Work to complete - Give as output the line that contains "the backpack strap, placed", followed by every remaining line of the entries, unchanged and with nothing added.

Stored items

★ ★ ★

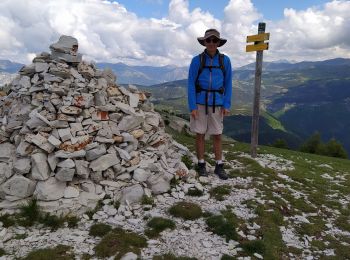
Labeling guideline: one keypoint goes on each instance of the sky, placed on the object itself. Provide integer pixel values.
(164, 32)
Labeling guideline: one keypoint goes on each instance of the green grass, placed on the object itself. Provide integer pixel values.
(29, 214)
(304, 178)
(170, 256)
(254, 246)
(195, 192)
(60, 252)
(99, 229)
(219, 192)
(187, 161)
(2, 252)
(223, 225)
(20, 236)
(72, 221)
(273, 122)
(99, 206)
(158, 224)
(146, 200)
(7, 220)
(118, 242)
(186, 210)
(52, 221)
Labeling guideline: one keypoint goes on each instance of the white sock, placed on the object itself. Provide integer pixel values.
(219, 162)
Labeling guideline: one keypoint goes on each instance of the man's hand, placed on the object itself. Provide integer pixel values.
(194, 113)
(225, 112)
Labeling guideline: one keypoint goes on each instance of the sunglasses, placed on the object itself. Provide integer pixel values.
(213, 40)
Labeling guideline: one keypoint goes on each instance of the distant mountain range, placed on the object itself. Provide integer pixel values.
(297, 98)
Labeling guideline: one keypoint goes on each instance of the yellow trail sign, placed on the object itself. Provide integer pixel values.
(257, 47)
(258, 37)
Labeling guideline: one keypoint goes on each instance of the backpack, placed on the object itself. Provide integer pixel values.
(200, 70)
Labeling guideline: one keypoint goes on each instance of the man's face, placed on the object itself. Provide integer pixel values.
(212, 44)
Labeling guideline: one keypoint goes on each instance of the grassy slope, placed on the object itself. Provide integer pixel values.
(320, 198)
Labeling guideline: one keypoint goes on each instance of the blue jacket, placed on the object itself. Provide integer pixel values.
(213, 80)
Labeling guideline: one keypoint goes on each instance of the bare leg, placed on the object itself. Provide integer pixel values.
(200, 146)
(217, 147)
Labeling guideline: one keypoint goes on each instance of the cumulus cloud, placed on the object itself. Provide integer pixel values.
(108, 32)
(317, 33)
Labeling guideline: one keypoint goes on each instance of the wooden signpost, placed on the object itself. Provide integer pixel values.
(259, 46)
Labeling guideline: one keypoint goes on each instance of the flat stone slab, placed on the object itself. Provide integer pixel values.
(19, 186)
(104, 162)
(51, 189)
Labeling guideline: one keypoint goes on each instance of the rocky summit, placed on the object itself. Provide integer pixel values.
(70, 135)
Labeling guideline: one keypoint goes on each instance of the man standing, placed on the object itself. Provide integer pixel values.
(209, 97)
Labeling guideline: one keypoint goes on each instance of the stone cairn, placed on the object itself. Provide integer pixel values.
(69, 136)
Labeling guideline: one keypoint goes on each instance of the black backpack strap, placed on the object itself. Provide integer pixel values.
(222, 64)
(200, 69)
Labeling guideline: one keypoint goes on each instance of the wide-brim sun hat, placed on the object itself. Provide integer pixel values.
(211, 33)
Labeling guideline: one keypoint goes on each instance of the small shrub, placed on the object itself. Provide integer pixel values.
(99, 229)
(2, 252)
(98, 206)
(119, 242)
(194, 192)
(29, 214)
(146, 200)
(220, 191)
(7, 220)
(174, 182)
(222, 226)
(170, 256)
(335, 149)
(20, 236)
(116, 204)
(254, 246)
(158, 224)
(60, 252)
(228, 257)
(313, 144)
(187, 161)
(280, 143)
(186, 210)
(52, 221)
(72, 221)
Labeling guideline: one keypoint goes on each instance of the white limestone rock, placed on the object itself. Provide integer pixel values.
(65, 174)
(71, 192)
(82, 168)
(5, 172)
(95, 153)
(7, 151)
(158, 184)
(19, 186)
(132, 194)
(22, 166)
(68, 163)
(141, 175)
(104, 162)
(51, 189)
(40, 167)
(130, 122)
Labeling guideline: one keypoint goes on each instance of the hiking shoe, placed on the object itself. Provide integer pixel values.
(219, 171)
(202, 171)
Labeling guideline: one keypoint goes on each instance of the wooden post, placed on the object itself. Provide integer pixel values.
(257, 84)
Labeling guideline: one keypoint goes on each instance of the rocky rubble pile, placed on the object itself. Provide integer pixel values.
(69, 135)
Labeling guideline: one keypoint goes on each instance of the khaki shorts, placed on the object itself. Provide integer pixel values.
(211, 124)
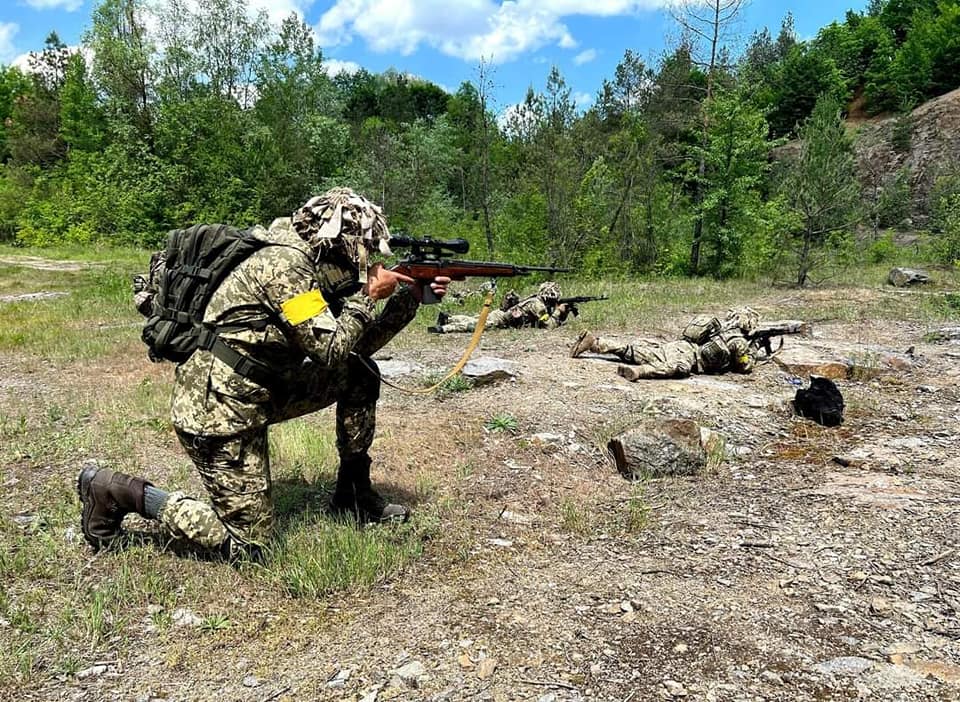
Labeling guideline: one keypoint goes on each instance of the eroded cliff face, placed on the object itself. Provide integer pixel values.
(927, 145)
(923, 147)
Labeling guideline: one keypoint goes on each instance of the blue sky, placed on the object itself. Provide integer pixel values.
(443, 40)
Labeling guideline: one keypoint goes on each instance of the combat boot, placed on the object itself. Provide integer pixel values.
(107, 497)
(355, 495)
(585, 342)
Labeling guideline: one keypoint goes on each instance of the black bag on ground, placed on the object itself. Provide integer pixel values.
(197, 261)
(821, 402)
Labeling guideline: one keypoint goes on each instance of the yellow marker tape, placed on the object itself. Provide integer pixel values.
(303, 307)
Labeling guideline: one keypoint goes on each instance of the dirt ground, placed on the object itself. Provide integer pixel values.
(781, 575)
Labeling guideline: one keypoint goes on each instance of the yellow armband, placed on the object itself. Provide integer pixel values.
(303, 307)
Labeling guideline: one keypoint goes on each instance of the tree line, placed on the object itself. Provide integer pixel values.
(177, 113)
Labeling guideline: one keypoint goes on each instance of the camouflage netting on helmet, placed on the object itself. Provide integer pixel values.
(548, 291)
(700, 329)
(341, 216)
(743, 318)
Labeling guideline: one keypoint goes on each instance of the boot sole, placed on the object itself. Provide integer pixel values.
(83, 492)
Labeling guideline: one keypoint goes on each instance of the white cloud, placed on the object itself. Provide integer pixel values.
(25, 61)
(7, 31)
(585, 57)
(466, 29)
(335, 67)
(583, 100)
(68, 5)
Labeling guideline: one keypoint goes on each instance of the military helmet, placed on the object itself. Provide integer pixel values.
(741, 357)
(548, 291)
(745, 319)
(341, 216)
(714, 355)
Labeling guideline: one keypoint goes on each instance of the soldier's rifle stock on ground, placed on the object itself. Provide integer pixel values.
(428, 258)
(575, 300)
(762, 337)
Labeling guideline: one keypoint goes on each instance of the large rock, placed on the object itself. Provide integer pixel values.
(841, 361)
(488, 369)
(902, 277)
(659, 447)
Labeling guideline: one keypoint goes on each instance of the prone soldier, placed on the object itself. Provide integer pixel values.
(542, 310)
(707, 345)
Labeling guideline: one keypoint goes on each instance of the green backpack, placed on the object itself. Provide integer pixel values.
(197, 261)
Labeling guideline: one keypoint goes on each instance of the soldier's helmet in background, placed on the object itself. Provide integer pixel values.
(549, 291)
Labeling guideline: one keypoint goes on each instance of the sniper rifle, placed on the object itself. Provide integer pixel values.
(429, 258)
(572, 302)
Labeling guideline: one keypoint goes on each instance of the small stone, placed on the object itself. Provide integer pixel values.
(339, 680)
(674, 688)
(844, 665)
(486, 668)
(769, 676)
(184, 617)
(91, 672)
(411, 673)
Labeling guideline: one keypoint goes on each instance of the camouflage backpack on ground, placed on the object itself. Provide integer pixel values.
(197, 260)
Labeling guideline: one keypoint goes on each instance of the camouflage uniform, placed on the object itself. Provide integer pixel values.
(271, 310)
(145, 287)
(531, 311)
(709, 345)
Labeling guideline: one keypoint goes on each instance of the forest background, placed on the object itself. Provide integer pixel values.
(704, 163)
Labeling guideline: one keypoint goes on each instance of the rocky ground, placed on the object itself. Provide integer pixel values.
(812, 563)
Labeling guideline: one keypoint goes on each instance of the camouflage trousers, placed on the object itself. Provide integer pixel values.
(235, 470)
(673, 359)
(466, 323)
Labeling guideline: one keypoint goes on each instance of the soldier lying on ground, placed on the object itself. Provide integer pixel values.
(707, 345)
(542, 310)
(291, 310)
(145, 286)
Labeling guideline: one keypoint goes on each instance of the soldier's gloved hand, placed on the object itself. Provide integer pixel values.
(381, 282)
(438, 285)
(566, 308)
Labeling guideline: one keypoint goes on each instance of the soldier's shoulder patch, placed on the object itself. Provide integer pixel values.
(302, 307)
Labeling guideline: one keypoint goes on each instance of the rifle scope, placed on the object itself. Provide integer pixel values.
(429, 245)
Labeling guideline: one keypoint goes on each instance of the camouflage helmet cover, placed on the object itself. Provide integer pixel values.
(714, 355)
(548, 291)
(341, 215)
(744, 318)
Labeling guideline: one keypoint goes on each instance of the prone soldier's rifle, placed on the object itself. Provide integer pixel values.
(573, 301)
(762, 336)
(429, 258)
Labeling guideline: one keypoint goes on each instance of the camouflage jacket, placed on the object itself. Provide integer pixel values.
(533, 312)
(271, 309)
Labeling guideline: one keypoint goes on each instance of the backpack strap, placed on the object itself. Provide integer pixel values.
(260, 373)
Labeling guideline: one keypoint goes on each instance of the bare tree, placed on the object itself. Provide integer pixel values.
(708, 23)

★ ★ ★

The completed task -
Labeling guideline: one keypoint goes on each instance of the backpack strap, placed on the object itself. Provide integer pixel values.
(260, 373)
Labeling guideline: one keypoint goes on each instance of the bare tree, placed on the object itself. Provide integer pixel values.
(708, 23)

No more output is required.